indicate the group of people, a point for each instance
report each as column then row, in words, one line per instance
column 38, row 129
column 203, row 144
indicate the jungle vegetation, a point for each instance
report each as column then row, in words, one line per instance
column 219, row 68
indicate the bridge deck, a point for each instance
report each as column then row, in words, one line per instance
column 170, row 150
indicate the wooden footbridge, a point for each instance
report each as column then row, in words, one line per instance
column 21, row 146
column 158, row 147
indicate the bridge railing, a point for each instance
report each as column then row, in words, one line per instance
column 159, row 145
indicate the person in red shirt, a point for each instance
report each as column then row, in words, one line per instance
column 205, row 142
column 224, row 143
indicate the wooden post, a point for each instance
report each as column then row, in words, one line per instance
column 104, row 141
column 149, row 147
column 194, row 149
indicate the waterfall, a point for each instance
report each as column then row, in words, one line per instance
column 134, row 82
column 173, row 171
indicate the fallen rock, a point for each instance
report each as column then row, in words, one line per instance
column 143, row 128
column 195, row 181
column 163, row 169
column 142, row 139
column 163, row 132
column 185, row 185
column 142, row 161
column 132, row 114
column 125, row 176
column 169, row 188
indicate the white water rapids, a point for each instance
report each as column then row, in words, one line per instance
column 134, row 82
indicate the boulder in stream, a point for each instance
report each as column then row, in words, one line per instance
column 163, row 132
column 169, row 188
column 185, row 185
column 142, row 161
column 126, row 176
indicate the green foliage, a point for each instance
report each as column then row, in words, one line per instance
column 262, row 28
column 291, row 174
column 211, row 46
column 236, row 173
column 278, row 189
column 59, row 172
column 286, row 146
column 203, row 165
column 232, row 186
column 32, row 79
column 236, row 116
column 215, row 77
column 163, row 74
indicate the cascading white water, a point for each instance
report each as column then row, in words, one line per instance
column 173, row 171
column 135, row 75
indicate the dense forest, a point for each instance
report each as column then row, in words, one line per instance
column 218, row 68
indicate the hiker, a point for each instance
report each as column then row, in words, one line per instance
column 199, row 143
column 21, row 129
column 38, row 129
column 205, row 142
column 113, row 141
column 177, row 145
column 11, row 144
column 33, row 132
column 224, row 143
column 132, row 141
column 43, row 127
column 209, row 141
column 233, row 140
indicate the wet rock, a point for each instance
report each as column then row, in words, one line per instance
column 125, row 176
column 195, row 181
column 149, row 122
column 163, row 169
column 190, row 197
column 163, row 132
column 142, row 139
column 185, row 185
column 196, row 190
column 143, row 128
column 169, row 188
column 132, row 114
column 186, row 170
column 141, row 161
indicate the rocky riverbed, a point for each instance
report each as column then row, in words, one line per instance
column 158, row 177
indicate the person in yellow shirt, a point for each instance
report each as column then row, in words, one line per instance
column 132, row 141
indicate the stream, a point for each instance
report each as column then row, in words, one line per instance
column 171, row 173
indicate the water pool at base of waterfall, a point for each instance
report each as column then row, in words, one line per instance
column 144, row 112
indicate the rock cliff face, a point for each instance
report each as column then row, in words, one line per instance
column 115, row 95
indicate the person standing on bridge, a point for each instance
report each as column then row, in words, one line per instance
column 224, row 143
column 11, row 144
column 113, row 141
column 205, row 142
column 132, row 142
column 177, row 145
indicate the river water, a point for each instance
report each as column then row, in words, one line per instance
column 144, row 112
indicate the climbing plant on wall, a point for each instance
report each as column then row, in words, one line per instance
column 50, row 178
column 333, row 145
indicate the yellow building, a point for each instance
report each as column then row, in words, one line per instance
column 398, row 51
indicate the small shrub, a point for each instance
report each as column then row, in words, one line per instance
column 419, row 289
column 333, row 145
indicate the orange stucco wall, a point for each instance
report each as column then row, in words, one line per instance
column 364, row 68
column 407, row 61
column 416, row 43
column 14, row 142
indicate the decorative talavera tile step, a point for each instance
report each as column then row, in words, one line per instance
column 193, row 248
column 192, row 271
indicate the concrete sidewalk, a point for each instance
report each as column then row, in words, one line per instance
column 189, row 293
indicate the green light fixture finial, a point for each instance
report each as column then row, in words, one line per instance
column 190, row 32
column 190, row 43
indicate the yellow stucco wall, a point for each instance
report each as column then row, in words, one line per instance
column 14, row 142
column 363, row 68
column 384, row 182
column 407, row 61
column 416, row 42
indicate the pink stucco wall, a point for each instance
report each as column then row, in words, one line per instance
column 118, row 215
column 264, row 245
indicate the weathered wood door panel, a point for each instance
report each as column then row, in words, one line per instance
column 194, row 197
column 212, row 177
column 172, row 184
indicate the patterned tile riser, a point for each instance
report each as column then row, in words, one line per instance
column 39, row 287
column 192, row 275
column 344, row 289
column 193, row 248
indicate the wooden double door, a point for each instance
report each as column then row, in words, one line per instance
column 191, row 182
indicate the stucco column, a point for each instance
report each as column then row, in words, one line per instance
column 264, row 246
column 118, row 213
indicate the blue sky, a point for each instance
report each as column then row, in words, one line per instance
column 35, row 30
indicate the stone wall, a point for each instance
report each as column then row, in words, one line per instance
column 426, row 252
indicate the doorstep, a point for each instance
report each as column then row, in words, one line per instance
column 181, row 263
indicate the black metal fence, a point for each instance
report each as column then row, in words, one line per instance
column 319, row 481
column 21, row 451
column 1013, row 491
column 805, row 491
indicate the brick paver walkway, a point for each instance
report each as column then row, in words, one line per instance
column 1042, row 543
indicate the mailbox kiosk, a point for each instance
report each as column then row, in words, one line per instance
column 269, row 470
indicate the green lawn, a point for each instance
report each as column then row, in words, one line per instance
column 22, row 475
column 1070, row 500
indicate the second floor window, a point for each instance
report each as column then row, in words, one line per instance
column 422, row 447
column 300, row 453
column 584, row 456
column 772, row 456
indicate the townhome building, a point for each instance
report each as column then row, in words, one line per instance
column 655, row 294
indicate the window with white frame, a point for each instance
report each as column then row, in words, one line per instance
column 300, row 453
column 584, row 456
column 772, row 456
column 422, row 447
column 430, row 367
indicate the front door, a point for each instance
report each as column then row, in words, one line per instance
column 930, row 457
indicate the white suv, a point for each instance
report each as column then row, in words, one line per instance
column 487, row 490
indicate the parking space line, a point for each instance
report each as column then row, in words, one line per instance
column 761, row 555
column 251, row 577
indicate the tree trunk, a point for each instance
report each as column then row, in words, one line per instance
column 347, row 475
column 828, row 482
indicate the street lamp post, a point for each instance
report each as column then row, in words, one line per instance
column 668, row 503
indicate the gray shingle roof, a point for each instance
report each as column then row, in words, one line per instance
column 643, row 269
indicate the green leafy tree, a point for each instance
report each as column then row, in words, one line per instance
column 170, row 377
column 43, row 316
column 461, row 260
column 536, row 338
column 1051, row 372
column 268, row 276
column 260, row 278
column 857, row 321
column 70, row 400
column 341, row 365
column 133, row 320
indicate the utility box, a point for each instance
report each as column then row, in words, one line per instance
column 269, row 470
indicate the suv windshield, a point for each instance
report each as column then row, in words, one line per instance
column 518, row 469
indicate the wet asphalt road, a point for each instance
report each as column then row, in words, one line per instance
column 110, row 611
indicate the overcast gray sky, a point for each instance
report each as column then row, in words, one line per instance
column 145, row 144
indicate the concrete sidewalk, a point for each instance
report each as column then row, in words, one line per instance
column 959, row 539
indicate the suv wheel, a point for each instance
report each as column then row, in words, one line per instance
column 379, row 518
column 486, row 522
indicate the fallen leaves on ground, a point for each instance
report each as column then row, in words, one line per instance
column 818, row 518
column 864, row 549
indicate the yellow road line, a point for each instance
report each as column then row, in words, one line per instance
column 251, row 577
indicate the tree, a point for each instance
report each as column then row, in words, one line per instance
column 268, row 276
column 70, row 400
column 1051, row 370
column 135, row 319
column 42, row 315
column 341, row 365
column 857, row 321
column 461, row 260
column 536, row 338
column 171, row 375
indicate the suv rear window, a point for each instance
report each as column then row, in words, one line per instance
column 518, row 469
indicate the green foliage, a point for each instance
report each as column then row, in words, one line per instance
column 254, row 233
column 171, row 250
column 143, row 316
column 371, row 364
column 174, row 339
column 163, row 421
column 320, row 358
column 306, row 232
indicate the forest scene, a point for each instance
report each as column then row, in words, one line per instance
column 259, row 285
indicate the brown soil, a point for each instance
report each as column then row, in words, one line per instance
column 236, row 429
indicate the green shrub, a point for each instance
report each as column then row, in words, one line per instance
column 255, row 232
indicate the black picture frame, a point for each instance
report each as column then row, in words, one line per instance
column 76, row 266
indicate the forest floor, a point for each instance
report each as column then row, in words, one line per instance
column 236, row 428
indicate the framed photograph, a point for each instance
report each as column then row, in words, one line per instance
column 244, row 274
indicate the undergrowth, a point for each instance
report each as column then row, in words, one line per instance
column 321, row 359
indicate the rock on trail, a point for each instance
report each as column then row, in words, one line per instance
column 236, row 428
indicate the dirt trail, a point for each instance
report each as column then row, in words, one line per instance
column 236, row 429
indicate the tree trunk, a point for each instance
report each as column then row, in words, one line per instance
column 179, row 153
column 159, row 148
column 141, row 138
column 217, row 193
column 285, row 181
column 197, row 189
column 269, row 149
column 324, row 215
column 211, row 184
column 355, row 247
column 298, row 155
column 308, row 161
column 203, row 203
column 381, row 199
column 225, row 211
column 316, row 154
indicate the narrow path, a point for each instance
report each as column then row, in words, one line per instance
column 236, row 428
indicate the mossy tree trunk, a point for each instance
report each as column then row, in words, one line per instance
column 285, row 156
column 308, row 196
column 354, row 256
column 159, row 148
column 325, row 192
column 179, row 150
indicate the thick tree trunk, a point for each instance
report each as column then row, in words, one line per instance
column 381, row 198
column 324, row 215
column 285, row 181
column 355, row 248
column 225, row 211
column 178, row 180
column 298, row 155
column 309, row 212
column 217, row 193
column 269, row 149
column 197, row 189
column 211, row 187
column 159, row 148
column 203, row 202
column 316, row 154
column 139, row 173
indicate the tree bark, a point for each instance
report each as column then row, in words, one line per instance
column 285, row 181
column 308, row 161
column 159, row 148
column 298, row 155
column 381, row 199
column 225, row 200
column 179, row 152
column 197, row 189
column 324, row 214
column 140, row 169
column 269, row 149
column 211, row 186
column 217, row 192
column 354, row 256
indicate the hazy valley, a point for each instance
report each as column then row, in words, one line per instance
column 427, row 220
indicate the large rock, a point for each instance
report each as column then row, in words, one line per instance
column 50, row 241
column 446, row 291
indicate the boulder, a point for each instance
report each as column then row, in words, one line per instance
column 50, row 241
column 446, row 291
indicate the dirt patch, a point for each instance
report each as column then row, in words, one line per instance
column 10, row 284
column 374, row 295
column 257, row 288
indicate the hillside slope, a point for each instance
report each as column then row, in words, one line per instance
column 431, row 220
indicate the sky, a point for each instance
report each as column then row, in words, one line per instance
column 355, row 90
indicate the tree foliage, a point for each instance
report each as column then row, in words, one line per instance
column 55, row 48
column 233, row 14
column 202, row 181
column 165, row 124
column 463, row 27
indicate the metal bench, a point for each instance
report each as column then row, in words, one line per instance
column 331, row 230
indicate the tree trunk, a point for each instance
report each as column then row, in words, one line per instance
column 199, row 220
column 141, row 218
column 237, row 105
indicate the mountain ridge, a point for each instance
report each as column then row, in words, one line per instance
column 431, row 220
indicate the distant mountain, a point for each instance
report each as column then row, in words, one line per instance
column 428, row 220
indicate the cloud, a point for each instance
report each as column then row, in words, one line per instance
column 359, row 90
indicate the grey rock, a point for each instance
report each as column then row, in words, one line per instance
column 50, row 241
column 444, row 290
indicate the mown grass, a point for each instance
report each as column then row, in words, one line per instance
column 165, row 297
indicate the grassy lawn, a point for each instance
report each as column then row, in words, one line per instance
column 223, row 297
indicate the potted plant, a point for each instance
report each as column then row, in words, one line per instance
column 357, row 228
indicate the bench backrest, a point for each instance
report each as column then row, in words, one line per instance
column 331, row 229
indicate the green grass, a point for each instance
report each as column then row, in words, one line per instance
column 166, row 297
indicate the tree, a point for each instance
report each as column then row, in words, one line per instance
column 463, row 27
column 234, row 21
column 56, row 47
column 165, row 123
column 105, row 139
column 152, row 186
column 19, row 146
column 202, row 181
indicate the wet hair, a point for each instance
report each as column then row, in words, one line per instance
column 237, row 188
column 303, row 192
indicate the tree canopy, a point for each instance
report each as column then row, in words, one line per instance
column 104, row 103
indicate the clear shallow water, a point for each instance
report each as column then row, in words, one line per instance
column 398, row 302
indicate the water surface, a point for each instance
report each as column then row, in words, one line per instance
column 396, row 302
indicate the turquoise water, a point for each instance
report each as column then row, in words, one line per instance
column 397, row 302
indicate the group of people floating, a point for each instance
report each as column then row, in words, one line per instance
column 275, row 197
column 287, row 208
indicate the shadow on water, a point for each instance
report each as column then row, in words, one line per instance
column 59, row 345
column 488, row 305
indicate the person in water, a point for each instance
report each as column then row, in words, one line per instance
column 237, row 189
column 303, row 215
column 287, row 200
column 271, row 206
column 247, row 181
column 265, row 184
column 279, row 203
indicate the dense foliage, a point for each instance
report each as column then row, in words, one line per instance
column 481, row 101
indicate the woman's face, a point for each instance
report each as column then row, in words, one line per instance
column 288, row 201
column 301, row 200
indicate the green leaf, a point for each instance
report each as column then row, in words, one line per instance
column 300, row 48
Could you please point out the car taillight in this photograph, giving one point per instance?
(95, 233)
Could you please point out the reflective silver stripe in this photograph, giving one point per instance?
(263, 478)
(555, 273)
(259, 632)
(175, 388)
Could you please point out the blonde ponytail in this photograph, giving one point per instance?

• • • • • • •

WHAT NEEDS TO BE DONE:
The reply should hold only the lines of the listing above starting at the line containing "indicate the patterned" and ending at the line containing "indicate the blue", exactly as written.

EXERCISE OUTPUT:
indicate the patterned tile riser, a point for each instance
report each as column then row, in words, one line per instance
column 39, row 287
column 192, row 275
column 344, row 289
column 193, row 248
indicate the wooden double door, a point for each instance
report each as column then row, in words, one line per instance
column 191, row 182
indicate the stucco column, a point for each instance
report each as column then row, in words, one line per instance
column 264, row 246
column 118, row 213
indicate the blue sky, a point for each instance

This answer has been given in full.